**Problem description**
Can you express the stretch of the listing below, from its start through the line containing "positive clicks: (143, 105) (194, 97)", as a JSON list of strings with one string per line and blank lines dropped?

»»

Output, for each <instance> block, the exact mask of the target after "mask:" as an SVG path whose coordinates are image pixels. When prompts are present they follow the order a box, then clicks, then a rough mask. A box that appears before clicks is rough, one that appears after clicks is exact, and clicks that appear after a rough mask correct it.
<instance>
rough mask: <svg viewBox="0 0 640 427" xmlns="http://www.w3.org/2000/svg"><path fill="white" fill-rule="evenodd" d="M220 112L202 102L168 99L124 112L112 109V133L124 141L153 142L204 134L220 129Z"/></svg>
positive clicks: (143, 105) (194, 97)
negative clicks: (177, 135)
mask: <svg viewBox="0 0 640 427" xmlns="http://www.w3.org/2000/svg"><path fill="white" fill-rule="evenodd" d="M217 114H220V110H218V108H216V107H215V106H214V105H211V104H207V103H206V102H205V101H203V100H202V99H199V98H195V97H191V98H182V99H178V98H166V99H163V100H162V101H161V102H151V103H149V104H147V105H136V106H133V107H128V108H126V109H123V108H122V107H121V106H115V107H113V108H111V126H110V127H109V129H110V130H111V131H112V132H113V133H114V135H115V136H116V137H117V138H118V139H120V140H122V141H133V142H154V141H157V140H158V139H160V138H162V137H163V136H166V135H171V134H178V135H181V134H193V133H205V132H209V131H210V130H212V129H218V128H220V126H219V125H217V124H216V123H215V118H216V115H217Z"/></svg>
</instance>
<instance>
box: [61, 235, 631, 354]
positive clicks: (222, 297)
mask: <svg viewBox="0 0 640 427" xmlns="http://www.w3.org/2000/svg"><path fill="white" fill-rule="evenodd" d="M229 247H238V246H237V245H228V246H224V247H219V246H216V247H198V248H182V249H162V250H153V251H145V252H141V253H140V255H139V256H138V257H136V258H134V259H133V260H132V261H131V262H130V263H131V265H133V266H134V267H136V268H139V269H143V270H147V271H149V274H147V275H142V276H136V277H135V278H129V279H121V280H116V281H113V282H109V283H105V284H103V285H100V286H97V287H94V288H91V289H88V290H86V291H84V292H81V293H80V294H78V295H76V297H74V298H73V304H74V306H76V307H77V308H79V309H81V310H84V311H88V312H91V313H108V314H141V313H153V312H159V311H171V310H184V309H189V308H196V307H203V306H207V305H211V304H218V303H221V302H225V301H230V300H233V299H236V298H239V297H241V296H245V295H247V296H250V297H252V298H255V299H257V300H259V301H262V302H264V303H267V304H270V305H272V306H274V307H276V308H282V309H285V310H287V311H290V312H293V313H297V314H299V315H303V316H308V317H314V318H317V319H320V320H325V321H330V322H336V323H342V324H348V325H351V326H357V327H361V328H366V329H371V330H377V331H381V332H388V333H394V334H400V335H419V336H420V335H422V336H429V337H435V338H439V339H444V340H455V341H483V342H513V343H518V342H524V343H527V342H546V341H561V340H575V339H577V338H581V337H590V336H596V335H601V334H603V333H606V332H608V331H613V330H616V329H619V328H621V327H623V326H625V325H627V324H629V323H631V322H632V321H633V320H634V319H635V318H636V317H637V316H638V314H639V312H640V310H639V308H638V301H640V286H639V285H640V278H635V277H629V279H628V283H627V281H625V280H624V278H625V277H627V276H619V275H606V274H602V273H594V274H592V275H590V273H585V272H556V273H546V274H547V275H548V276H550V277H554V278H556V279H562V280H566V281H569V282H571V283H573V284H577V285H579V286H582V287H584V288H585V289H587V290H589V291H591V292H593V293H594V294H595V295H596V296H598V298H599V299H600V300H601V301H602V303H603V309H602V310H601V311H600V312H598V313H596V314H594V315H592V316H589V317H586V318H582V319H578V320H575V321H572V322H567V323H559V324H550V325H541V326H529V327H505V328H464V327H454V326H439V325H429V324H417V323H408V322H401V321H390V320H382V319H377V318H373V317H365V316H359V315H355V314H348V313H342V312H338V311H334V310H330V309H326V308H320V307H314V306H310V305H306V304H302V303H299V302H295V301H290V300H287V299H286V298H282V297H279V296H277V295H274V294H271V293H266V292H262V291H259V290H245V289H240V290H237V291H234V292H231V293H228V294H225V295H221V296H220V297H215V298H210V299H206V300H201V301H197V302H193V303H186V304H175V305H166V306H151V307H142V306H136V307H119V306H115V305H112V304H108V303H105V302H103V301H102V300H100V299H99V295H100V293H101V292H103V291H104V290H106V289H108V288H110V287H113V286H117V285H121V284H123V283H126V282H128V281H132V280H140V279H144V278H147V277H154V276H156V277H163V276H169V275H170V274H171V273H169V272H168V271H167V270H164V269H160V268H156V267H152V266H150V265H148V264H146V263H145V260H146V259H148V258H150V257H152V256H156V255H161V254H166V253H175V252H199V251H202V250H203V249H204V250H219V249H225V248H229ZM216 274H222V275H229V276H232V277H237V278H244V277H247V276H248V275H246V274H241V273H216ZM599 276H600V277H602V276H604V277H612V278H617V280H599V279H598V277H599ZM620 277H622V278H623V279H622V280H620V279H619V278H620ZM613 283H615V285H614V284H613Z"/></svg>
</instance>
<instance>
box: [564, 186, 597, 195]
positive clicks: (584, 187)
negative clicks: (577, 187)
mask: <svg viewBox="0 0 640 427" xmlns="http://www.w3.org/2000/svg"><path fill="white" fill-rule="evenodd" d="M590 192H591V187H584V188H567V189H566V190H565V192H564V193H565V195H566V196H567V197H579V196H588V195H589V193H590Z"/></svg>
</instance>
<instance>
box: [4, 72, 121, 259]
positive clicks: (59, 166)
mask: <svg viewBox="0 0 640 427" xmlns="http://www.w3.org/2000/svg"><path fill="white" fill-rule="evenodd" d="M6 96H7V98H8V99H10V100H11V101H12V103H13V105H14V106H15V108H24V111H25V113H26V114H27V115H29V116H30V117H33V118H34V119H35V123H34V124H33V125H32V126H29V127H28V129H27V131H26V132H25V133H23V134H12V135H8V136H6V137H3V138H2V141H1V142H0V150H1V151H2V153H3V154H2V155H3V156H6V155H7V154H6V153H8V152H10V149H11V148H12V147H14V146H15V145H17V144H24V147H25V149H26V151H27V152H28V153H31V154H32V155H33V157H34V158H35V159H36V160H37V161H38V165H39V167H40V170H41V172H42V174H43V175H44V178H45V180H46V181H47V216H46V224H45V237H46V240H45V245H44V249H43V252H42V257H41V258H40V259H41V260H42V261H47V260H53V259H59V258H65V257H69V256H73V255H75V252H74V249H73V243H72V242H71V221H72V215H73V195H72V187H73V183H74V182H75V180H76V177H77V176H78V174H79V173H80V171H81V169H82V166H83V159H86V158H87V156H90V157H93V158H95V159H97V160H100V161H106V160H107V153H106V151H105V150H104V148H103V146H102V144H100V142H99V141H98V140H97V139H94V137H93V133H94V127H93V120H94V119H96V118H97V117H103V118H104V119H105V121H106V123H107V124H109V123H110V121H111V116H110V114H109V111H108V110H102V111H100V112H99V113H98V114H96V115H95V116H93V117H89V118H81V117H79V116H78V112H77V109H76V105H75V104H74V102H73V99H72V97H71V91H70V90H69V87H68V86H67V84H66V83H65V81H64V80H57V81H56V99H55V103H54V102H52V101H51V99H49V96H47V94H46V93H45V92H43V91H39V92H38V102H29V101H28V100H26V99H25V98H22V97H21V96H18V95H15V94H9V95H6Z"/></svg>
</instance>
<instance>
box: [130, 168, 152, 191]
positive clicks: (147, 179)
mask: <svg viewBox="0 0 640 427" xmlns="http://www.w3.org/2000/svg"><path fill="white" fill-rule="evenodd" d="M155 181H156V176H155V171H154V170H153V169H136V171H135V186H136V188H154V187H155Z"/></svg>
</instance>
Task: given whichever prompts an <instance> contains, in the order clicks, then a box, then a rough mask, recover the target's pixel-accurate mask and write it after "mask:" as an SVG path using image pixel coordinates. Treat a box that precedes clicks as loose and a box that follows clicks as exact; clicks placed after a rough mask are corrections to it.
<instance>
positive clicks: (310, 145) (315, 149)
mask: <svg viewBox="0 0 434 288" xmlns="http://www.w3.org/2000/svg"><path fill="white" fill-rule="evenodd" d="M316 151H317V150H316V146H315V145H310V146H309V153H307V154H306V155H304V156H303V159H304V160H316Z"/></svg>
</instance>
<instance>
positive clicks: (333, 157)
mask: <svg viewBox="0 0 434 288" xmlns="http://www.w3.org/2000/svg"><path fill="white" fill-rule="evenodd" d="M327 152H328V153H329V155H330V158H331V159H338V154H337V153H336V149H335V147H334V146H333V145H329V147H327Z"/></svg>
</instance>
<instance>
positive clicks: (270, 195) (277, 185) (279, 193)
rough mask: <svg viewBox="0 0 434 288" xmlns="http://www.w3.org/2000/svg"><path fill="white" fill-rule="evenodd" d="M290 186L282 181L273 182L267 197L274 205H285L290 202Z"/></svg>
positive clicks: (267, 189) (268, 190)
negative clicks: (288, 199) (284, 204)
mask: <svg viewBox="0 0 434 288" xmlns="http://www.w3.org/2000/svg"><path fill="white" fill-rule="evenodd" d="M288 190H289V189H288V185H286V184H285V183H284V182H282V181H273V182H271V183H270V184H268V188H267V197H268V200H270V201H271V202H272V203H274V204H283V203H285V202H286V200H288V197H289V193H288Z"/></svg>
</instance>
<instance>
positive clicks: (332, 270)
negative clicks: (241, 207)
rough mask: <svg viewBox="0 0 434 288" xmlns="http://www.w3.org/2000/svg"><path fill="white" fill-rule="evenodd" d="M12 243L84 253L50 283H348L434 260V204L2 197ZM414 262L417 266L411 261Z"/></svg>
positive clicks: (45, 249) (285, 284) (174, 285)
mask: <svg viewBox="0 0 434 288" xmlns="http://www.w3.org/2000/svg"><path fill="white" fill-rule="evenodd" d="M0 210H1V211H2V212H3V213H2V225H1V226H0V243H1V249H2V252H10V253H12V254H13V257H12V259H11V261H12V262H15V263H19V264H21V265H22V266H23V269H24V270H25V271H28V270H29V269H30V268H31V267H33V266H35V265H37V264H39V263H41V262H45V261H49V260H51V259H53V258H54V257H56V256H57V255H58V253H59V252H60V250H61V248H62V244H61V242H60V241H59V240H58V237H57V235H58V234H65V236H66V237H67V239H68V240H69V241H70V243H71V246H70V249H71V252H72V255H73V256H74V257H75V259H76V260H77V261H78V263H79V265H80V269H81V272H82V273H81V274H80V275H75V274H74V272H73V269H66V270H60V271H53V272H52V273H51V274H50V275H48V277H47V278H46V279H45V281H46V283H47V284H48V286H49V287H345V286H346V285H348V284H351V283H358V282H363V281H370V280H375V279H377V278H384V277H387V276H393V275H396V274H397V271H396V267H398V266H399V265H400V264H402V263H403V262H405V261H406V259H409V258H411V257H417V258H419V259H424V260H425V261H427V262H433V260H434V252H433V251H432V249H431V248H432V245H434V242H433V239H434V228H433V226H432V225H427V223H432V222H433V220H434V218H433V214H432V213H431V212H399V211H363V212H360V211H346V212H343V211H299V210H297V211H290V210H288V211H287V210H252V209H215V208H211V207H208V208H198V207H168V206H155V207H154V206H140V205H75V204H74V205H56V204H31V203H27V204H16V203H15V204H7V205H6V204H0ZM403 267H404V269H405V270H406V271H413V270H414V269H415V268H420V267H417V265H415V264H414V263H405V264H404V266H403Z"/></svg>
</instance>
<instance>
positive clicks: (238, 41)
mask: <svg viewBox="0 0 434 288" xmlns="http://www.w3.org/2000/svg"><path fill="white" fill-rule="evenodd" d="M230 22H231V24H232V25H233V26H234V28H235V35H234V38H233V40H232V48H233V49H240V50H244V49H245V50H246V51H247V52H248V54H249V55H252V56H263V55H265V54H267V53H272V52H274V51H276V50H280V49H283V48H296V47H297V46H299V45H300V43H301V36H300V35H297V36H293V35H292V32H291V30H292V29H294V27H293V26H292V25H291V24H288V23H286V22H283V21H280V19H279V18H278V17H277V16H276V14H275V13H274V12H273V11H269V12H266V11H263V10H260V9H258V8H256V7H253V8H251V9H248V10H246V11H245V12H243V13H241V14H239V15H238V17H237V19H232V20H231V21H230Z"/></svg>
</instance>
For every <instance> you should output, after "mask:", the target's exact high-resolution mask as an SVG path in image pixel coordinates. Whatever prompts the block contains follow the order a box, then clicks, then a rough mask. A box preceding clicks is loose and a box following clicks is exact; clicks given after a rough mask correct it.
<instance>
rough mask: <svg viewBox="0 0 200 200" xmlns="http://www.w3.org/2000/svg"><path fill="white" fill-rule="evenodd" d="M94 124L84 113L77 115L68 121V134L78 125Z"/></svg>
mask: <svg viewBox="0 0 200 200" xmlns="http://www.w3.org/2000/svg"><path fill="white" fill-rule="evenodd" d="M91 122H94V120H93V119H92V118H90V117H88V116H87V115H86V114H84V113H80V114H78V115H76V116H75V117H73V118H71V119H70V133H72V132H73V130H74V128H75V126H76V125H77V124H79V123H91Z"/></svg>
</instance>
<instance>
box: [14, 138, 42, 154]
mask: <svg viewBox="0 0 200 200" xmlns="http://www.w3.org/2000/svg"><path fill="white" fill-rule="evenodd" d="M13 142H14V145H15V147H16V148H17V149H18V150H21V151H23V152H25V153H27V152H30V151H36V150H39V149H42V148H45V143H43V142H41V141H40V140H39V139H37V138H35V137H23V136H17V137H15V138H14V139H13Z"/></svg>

««

**Solution**
[
  "Output, for each <instance> block, the exact mask of the target after \"mask:\" as an SVG path whose coordinates are image pixels. When prompts are present they follow the order a box, then clicks, then a rough mask. A box that appears before clicks is rough, one that appears after clicks is exact, and clicks that appear after a rough mask correct it.",
  "<instance>",
  "rough mask: <svg viewBox=\"0 0 640 427\" xmlns=\"http://www.w3.org/2000/svg\"><path fill=\"white\" fill-rule=\"evenodd\" d=\"M220 112L202 102L168 99L124 112L112 109V133L124 141L153 142L204 134L220 129Z\"/></svg>",
  "positive clicks: (143, 105) (194, 97)"
]